→ TASKS
A: In the account of the confrontation, whom did the writer plan to contact before giving a full statement, and for what purpose?
B: Continue the account of the confrontation from where it stops, keeping the same first-person voice.

I kept the weapon, after checking the mag and pipe, by my side and positioned myself to observe the three adversaries as well as doors to the apartments and that door to the building stairwell just in case the authorities or other adversaries arrived.
My uniform actually saved me the discomfort of being shot on sight. Even tho someone called since no one actually stuck their heads out any doors I can assume they, as the authorities, didn’t know anyone other than guys like those on the floor were involved. Remember, there were no cell phones in those days so calls had to be made by hard lines, i.e. home phones or phone booths, etc.
Three guys down, no personal injuries and the only after effects so far is the normal effects of the flood, the adrenal rushes, etc. I was happy and surprised that the effects were not a lot stronger. I realized that I actually began combat breathing and held on to that until my body seemed normal. My scans and shifting body may have contributed toward a lessor impact of those natural chemicals that flood the body in moments of extreme danger. I also am thrilled that my training and knowledge contributed toward keeping the amount of applied force to within acceptable and levels easily articulated to authorities.
Actually the before and during of this event seemed, on the surface since there are effects that would distort things in the heat of the moment, fairly stable so that I had some time before the arrival of a lot of folks to go over in my mind the details of events to see if any of it warranted more time so the effects of the flood could dissipate allowing the normal mind to collect, collate and analyzes events before I had to start talking. I also wanted to be ready since I would provide cooperation to the authorities by pointing out evidence and adversaries, etc. while holding back until I contacted the Marine main command to get a lawyer here so I could fully cooperate and give statement. I realized as I was considering such things that I was actually handling things well and that my mind was working apparently at normal levels. I would have thought, for my first time in a violent conflict, that my mind would be chattering away like a newly laid teen getting it for the first time. I guess all things considered, I was very lucky but felt calm and in control I would verify that when I got copies of reports, statements and pictures from the investigation. I also could come to realize that although the before and during went really well that it was critical that the after remain steadfast, correct, concise and true to reality would be the more challenging effort of the entire incident.

→ STORED ROWS
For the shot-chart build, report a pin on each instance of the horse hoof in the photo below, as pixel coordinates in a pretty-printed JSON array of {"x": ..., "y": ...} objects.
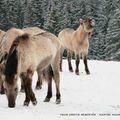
[
  {"x": 26, "y": 103},
  {"x": 47, "y": 99},
  {"x": 34, "y": 102},
  {"x": 22, "y": 90},
  {"x": 58, "y": 101},
  {"x": 38, "y": 87}
]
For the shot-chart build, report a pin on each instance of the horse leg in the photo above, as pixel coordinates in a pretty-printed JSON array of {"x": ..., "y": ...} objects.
[
  {"x": 57, "y": 84},
  {"x": 61, "y": 55},
  {"x": 69, "y": 57},
  {"x": 39, "y": 81},
  {"x": 86, "y": 65},
  {"x": 77, "y": 64},
  {"x": 22, "y": 86},
  {"x": 56, "y": 77},
  {"x": 49, "y": 75},
  {"x": 28, "y": 89},
  {"x": 1, "y": 88}
]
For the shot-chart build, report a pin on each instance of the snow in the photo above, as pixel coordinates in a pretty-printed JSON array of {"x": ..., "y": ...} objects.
[{"x": 97, "y": 93}]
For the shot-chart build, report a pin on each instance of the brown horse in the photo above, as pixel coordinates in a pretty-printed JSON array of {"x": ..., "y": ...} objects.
[
  {"x": 26, "y": 54},
  {"x": 5, "y": 45},
  {"x": 34, "y": 31},
  {"x": 77, "y": 41}
]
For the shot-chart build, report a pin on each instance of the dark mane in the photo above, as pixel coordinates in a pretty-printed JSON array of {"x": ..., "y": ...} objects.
[
  {"x": 12, "y": 60},
  {"x": 11, "y": 66}
]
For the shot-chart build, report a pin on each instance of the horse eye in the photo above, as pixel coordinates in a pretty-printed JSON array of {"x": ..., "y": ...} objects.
[{"x": 16, "y": 89}]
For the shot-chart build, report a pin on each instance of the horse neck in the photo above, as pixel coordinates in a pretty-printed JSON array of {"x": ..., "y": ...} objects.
[{"x": 80, "y": 32}]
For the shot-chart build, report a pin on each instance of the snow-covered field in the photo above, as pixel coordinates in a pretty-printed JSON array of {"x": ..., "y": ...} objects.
[{"x": 97, "y": 93}]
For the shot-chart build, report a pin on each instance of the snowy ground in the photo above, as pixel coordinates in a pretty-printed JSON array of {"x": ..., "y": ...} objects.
[{"x": 97, "y": 93}]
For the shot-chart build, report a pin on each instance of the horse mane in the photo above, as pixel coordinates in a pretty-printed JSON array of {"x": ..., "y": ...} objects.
[{"x": 12, "y": 60}]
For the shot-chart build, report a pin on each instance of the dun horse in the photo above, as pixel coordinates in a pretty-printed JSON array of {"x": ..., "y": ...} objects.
[
  {"x": 26, "y": 54},
  {"x": 77, "y": 41},
  {"x": 5, "y": 45}
]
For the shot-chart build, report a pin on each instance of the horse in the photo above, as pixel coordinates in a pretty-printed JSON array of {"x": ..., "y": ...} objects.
[
  {"x": 34, "y": 31},
  {"x": 25, "y": 55},
  {"x": 5, "y": 45},
  {"x": 77, "y": 42}
]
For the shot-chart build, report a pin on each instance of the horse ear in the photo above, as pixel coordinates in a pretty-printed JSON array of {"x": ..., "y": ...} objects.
[{"x": 81, "y": 21}]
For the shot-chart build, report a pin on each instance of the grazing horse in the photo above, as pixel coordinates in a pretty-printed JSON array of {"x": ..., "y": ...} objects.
[
  {"x": 77, "y": 41},
  {"x": 26, "y": 54},
  {"x": 5, "y": 45}
]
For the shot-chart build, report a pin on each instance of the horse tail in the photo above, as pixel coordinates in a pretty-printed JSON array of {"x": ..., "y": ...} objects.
[{"x": 12, "y": 60}]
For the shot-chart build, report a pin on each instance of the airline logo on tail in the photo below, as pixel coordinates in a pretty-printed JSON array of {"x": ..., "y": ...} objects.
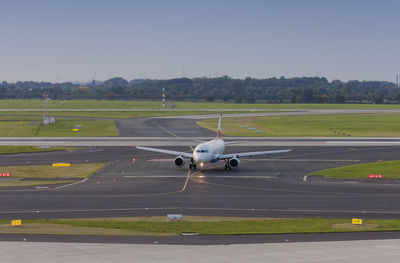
[{"x": 219, "y": 126}]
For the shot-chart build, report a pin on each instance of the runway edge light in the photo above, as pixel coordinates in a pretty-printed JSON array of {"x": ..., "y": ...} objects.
[{"x": 16, "y": 222}]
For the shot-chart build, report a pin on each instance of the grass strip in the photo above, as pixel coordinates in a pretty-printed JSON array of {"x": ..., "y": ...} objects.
[
  {"x": 335, "y": 125},
  {"x": 143, "y": 104},
  {"x": 61, "y": 128},
  {"x": 31, "y": 149},
  {"x": 33, "y": 183},
  {"x": 212, "y": 227},
  {"x": 47, "y": 171},
  {"x": 389, "y": 169},
  {"x": 120, "y": 114}
]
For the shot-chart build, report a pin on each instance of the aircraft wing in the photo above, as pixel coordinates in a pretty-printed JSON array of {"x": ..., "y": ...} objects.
[
  {"x": 238, "y": 155},
  {"x": 184, "y": 154}
]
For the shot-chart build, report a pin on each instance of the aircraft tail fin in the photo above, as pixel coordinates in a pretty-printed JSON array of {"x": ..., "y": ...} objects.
[{"x": 219, "y": 126}]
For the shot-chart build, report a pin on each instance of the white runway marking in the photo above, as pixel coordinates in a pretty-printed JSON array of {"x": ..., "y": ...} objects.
[{"x": 363, "y": 142}]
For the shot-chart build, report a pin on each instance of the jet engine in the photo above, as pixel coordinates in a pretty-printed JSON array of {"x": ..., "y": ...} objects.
[
  {"x": 234, "y": 163},
  {"x": 180, "y": 161}
]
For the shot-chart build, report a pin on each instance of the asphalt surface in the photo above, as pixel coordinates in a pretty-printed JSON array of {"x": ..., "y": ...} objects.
[
  {"x": 138, "y": 183},
  {"x": 152, "y": 185}
]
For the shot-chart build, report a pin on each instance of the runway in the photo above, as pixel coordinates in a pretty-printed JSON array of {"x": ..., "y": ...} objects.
[
  {"x": 265, "y": 187},
  {"x": 138, "y": 183}
]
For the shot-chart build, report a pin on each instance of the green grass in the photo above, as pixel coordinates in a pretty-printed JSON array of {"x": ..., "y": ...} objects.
[
  {"x": 62, "y": 128},
  {"x": 234, "y": 227},
  {"x": 30, "y": 149},
  {"x": 115, "y": 114},
  {"x": 33, "y": 183},
  {"x": 89, "y": 128},
  {"x": 42, "y": 175},
  {"x": 389, "y": 169},
  {"x": 17, "y": 129},
  {"x": 126, "y": 104},
  {"x": 79, "y": 171},
  {"x": 338, "y": 125}
]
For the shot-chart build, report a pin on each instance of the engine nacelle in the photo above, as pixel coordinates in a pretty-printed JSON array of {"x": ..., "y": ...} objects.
[
  {"x": 234, "y": 163},
  {"x": 180, "y": 161}
]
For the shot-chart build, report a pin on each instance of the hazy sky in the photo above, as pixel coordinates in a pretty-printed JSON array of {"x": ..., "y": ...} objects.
[{"x": 70, "y": 40}]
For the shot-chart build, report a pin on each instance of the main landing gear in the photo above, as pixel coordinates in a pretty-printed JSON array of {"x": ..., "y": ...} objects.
[{"x": 227, "y": 167}]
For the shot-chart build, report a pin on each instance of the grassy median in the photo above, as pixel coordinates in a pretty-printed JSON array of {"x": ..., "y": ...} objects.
[
  {"x": 205, "y": 226},
  {"x": 327, "y": 125},
  {"x": 131, "y": 104},
  {"x": 61, "y": 128},
  {"x": 389, "y": 170},
  {"x": 31, "y": 149},
  {"x": 41, "y": 175}
]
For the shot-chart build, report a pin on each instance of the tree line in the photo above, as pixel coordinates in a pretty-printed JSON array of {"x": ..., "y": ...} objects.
[{"x": 248, "y": 90}]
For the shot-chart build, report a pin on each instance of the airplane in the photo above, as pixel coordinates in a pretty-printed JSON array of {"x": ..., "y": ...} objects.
[{"x": 210, "y": 152}]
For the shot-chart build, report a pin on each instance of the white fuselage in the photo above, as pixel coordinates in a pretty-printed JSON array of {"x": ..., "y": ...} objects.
[{"x": 208, "y": 151}]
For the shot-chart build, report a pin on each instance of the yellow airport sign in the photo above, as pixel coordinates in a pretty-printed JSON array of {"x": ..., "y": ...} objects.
[
  {"x": 61, "y": 164},
  {"x": 16, "y": 222}
]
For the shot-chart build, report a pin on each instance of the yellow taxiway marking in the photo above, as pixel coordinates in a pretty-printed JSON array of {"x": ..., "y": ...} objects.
[
  {"x": 302, "y": 160},
  {"x": 200, "y": 176}
]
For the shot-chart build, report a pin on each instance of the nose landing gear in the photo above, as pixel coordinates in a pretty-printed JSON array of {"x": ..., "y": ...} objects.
[{"x": 192, "y": 165}]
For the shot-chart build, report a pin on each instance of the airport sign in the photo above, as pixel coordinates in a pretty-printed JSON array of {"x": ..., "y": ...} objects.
[
  {"x": 376, "y": 176},
  {"x": 16, "y": 222},
  {"x": 61, "y": 164}
]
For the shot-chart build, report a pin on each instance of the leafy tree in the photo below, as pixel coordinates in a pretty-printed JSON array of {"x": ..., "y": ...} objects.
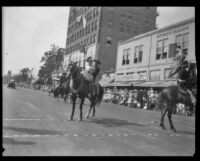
[
  {"x": 52, "y": 60},
  {"x": 25, "y": 72}
]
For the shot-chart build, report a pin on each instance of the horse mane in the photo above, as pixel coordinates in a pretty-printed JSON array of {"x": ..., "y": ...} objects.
[{"x": 193, "y": 77}]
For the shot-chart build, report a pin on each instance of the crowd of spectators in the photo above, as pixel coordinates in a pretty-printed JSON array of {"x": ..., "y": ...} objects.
[
  {"x": 142, "y": 99},
  {"x": 145, "y": 99}
]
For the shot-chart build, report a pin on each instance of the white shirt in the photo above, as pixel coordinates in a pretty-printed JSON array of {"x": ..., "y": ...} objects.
[{"x": 87, "y": 67}]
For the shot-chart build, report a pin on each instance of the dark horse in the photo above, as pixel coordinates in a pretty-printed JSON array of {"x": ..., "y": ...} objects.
[
  {"x": 62, "y": 91},
  {"x": 170, "y": 96},
  {"x": 80, "y": 88}
]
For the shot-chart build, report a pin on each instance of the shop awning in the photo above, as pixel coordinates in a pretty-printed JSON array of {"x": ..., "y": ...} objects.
[
  {"x": 156, "y": 84},
  {"x": 143, "y": 84}
]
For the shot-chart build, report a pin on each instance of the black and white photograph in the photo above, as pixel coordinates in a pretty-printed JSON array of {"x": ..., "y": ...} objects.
[{"x": 98, "y": 81}]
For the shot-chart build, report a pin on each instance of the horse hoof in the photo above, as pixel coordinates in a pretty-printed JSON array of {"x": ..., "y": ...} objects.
[
  {"x": 163, "y": 127},
  {"x": 70, "y": 119},
  {"x": 173, "y": 130},
  {"x": 80, "y": 119}
]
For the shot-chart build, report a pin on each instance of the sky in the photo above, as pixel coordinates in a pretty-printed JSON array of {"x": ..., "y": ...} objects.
[{"x": 29, "y": 31}]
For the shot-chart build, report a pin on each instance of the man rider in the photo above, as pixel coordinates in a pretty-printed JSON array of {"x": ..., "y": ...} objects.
[
  {"x": 182, "y": 70},
  {"x": 91, "y": 67},
  {"x": 63, "y": 78}
]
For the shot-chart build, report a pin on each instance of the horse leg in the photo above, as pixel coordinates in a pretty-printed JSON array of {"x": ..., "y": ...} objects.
[
  {"x": 73, "y": 97},
  {"x": 91, "y": 106},
  {"x": 169, "y": 114},
  {"x": 162, "y": 118},
  {"x": 94, "y": 111},
  {"x": 81, "y": 108}
]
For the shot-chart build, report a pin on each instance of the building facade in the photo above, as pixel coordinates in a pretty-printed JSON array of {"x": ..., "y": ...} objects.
[
  {"x": 147, "y": 57},
  {"x": 101, "y": 28}
]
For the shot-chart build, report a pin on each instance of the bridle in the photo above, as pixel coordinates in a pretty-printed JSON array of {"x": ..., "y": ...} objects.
[{"x": 75, "y": 79}]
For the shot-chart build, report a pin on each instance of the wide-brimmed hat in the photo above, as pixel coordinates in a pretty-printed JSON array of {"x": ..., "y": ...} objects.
[
  {"x": 97, "y": 61},
  {"x": 89, "y": 58}
]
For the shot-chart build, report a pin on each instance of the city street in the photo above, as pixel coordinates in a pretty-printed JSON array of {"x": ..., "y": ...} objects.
[{"x": 35, "y": 124}]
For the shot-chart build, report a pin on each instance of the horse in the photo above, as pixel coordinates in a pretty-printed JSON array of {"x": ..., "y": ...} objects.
[
  {"x": 80, "y": 88},
  {"x": 170, "y": 96},
  {"x": 65, "y": 90}
]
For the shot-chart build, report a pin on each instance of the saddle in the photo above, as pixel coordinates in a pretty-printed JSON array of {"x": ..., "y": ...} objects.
[{"x": 183, "y": 91}]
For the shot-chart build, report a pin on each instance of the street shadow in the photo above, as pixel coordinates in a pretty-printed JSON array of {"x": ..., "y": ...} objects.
[
  {"x": 10, "y": 141},
  {"x": 34, "y": 131},
  {"x": 185, "y": 132},
  {"x": 111, "y": 122}
]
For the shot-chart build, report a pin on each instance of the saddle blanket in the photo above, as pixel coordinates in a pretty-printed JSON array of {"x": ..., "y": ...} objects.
[{"x": 87, "y": 76}]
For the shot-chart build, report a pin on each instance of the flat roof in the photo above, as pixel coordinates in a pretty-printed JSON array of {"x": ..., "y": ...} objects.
[{"x": 158, "y": 30}]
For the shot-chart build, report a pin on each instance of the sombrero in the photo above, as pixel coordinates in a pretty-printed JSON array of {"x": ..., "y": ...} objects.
[
  {"x": 89, "y": 58},
  {"x": 97, "y": 61}
]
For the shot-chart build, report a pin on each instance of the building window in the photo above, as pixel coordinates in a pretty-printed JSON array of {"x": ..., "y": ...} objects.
[
  {"x": 95, "y": 27},
  {"x": 93, "y": 15},
  {"x": 94, "y": 39},
  {"x": 108, "y": 40},
  {"x": 165, "y": 49},
  {"x": 159, "y": 50},
  {"x": 121, "y": 29},
  {"x": 166, "y": 74},
  {"x": 126, "y": 55},
  {"x": 129, "y": 16},
  {"x": 120, "y": 73},
  {"x": 138, "y": 54},
  {"x": 88, "y": 28},
  {"x": 178, "y": 41},
  {"x": 128, "y": 29},
  {"x": 128, "y": 73},
  {"x": 185, "y": 42},
  {"x": 162, "y": 49},
  {"x": 154, "y": 75},
  {"x": 92, "y": 28}
]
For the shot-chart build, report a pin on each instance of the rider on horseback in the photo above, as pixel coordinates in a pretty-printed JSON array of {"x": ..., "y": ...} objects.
[
  {"x": 182, "y": 70},
  {"x": 91, "y": 73},
  {"x": 63, "y": 78}
]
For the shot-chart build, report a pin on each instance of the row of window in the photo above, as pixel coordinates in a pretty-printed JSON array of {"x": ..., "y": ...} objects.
[
  {"x": 137, "y": 55},
  {"x": 77, "y": 46},
  {"x": 82, "y": 10},
  {"x": 154, "y": 75},
  {"x": 181, "y": 41},
  {"x": 79, "y": 34},
  {"x": 162, "y": 49}
]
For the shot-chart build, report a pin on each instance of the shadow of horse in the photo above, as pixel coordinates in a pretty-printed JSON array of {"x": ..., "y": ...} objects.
[
  {"x": 185, "y": 132},
  {"x": 111, "y": 122},
  {"x": 10, "y": 141},
  {"x": 33, "y": 131}
]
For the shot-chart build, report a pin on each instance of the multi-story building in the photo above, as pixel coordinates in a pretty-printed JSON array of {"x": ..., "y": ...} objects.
[
  {"x": 101, "y": 28},
  {"x": 146, "y": 60}
]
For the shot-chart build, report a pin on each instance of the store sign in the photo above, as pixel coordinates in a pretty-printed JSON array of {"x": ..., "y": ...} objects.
[
  {"x": 132, "y": 77},
  {"x": 174, "y": 31}
]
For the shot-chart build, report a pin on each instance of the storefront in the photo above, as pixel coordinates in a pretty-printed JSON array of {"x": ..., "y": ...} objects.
[{"x": 149, "y": 57}]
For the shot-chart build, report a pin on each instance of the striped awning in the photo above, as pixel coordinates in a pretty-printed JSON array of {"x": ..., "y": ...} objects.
[{"x": 144, "y": 83}]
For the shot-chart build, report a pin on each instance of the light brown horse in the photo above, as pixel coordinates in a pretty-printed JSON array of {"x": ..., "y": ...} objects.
[
  {"x": 170, "y": 96},
  {"x": 80, "y": 87}
]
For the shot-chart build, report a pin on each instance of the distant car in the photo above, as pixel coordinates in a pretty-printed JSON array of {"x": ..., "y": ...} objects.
[{"x": 11, "y": 84}]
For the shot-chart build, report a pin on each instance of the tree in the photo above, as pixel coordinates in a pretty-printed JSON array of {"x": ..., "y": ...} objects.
[
  {"x": 52, "y": 60},
  {"x": 25, "y": 72}
]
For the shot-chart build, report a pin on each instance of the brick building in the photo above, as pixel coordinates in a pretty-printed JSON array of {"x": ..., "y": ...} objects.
[{"x": 101, "y": 28}]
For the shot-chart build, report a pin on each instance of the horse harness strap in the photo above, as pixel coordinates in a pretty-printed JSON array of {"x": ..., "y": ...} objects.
[
  {"x": 77, "y": 90},
  {"x": 192, "y": 97}
]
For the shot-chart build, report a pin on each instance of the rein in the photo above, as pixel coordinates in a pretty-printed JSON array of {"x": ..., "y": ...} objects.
[{"x": 75, "y": 79}]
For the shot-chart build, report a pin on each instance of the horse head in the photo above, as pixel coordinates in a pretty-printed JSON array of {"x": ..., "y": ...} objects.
[
  {"x": 73, "y": 69},
  {"x": 193, "y": 75}
]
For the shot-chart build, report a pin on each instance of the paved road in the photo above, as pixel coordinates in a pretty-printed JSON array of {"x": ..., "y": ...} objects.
[{"x": 34, "y": 124}]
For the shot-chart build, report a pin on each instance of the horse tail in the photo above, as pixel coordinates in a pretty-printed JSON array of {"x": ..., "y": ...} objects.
[
  {"x": 100, "y": 95},
  {"x": 159, "y": 101}
]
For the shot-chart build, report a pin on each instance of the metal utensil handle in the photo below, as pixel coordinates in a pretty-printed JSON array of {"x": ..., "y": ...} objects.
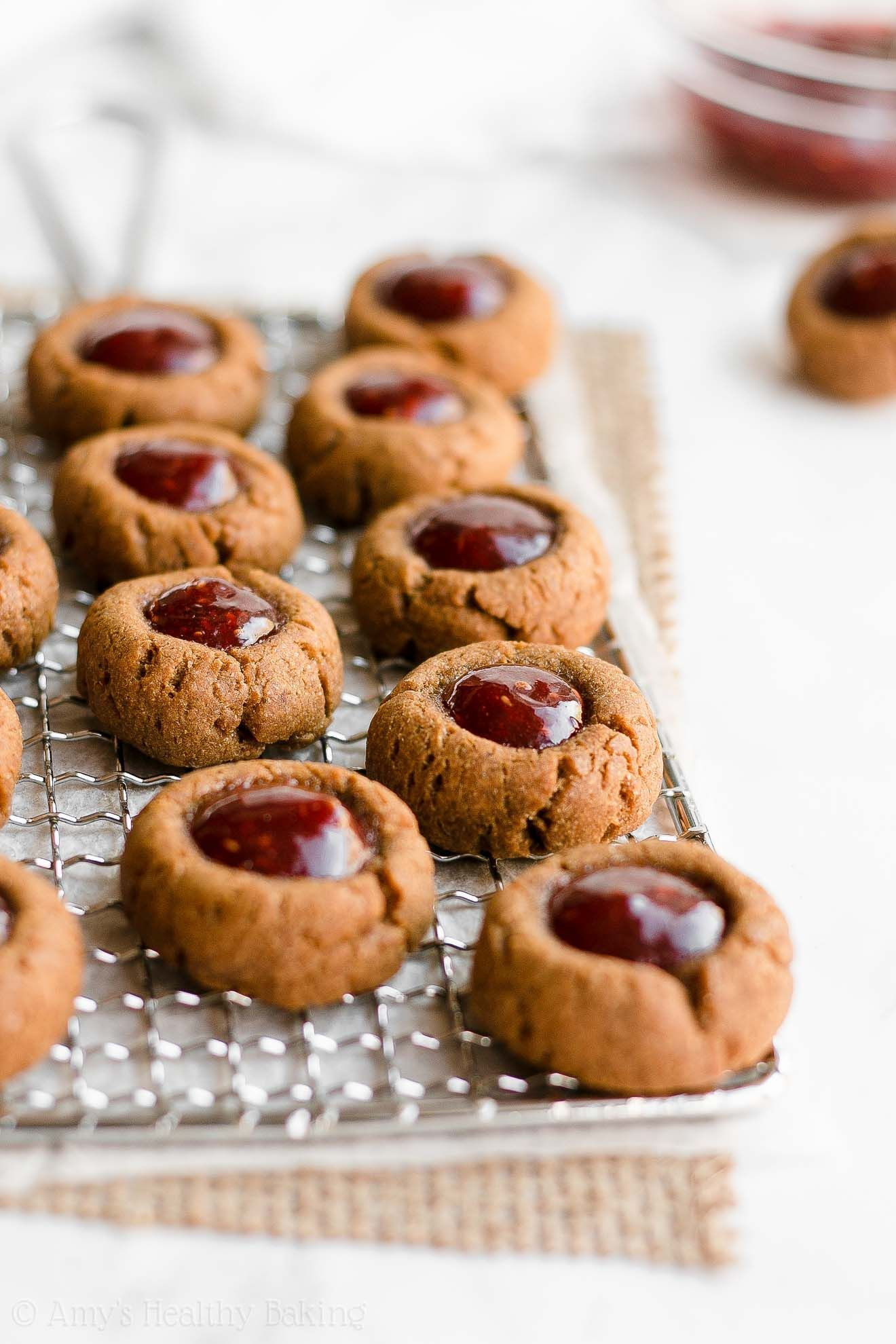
[{"x": 73, "y": 261}]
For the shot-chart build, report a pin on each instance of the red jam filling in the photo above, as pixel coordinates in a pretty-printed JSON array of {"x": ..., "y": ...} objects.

→ RESPONSES IN ORDER
A: The Marine main command, to get a lawyer there.

B:
I begin to hear a faint sound that became sirens as they approached the Greens. It would be another five minutes until they came though the doors and possiby through the elevator so I positioned myself ready to relinquish the weapon when the entered. I remember how my sense trained me to act and react when this type of encounter happened so that flashed through my mind when the far hall stair door popped open about two inches and the barrel of an automatic weapon slide out into view. I slowly stooped down, laid the weapon on the floor behind my feet farthest from any adversary even tho they were not moving or going anywhere, you know, better safe than sorry and it would present to the authorities a weapon not easily accessed by me. I then raised my hands over my head, knelt down, and then placed my hands behind my head fingers interlaced, sat back on my heels and waited.